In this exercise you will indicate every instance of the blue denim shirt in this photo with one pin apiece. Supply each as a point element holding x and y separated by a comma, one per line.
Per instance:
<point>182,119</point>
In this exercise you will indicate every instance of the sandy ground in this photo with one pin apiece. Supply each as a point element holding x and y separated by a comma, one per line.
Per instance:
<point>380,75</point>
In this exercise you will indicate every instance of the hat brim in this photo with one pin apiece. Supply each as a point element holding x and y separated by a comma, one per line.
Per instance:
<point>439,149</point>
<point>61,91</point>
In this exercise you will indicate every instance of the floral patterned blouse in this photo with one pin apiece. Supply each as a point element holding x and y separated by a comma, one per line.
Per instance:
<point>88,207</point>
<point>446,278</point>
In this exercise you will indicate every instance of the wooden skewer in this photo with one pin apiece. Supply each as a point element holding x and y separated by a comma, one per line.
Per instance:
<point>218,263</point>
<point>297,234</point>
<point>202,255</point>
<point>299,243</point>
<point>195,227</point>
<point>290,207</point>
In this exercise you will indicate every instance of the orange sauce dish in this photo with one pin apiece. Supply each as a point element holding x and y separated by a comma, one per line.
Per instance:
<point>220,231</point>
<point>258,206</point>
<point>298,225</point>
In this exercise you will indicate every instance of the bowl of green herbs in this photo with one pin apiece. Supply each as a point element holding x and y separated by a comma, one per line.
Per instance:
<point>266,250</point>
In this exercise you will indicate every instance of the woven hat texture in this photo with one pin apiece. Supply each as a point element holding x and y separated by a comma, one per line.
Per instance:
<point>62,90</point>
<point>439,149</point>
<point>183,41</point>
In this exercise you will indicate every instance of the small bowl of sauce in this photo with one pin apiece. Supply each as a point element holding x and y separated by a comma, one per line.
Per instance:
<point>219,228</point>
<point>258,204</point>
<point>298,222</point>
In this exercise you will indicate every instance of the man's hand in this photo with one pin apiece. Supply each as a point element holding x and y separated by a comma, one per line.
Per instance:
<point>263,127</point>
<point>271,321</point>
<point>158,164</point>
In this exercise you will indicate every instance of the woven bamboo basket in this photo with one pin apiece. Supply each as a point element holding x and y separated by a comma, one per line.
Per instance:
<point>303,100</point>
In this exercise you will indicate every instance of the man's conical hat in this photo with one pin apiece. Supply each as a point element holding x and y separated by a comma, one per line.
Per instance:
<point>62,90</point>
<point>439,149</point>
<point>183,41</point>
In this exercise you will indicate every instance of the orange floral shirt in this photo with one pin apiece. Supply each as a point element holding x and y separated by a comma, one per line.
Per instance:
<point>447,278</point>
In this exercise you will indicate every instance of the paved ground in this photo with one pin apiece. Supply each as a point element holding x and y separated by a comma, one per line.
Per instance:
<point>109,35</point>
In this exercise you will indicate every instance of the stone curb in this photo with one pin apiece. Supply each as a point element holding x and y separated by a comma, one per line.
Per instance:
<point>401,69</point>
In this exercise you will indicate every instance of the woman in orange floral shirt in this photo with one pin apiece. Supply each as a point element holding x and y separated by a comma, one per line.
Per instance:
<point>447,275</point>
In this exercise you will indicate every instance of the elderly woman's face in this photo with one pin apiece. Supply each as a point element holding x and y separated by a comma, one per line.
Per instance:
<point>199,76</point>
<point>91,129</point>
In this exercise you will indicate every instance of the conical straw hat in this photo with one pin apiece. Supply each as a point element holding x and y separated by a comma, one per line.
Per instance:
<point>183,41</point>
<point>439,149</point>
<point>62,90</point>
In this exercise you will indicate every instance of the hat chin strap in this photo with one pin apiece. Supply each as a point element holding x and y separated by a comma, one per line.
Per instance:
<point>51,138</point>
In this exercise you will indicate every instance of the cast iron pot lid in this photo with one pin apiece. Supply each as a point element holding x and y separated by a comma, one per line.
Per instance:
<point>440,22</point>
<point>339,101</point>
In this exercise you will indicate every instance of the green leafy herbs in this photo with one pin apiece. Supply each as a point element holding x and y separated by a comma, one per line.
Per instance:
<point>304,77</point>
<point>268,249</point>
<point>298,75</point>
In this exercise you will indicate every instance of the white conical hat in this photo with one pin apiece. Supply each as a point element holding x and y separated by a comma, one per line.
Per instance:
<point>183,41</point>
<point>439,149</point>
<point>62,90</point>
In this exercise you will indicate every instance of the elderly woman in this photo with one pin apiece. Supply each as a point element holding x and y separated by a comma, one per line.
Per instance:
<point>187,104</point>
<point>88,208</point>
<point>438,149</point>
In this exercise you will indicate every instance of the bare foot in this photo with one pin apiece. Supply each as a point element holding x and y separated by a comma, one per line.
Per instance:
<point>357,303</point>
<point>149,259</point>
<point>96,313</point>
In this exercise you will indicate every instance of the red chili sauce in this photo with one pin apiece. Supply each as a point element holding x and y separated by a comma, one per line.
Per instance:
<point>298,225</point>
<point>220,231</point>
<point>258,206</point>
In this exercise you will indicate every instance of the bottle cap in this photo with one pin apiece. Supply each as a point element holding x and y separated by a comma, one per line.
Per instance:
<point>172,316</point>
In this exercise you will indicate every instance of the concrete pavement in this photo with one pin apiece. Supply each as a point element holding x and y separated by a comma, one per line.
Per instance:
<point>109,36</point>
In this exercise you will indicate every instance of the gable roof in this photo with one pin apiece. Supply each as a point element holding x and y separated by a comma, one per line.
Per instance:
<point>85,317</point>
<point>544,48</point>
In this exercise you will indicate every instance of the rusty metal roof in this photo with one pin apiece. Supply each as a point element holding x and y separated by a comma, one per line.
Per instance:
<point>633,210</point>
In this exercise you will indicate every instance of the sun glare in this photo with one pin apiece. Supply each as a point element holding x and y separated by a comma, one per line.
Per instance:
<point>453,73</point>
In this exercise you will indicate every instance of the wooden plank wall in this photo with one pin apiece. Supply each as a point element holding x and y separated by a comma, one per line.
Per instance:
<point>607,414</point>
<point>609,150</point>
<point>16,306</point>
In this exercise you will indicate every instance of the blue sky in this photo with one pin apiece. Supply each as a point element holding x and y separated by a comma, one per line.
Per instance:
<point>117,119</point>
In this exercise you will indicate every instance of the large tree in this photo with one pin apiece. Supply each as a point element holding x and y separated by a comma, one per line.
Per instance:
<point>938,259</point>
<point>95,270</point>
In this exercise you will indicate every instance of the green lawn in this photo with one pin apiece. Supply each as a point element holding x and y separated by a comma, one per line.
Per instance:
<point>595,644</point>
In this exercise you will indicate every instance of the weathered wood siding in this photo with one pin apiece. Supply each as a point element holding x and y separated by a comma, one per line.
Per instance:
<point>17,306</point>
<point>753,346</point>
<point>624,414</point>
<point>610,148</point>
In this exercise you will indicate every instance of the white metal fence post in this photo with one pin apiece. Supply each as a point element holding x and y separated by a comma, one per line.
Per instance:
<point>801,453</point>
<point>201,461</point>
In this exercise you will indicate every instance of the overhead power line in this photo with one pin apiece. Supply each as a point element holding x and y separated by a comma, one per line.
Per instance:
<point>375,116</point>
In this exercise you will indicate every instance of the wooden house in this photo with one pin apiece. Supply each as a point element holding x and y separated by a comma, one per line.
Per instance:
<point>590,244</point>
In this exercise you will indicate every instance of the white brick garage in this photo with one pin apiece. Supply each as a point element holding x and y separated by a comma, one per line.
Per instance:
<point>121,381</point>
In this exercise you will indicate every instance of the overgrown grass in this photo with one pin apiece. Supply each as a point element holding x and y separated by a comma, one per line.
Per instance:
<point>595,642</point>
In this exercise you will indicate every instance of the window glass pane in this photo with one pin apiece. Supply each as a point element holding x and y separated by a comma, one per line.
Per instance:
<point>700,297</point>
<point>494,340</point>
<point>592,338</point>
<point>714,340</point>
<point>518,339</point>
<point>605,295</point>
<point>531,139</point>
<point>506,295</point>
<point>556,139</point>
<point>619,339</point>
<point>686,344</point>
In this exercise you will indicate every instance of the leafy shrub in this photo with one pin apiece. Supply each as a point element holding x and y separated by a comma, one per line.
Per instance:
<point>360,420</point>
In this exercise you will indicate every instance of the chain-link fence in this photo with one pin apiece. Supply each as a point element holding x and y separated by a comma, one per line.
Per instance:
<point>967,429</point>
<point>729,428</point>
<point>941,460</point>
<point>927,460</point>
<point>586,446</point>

===

- Objective:
Rewrite the lines from the top of the rows up to and including the line with "<point>380,75</point>" as a numbered list, omitting any blank lines.

- Full output:
1. In this exercise you will indicate every instance of the blue denim shirt in this photo with one pin apiece. Supply each as a point element holding x and y separated by a comma, one per line.
2. Per instance:
3. <point>182,119</point>
4. In this exercise you will indicate every instance of the sandy ground in this photo with one pin apiece. Supply each as a point element holding x and y separated by a comma, one per line.
5. Per instance:
6. <point>380,75</point>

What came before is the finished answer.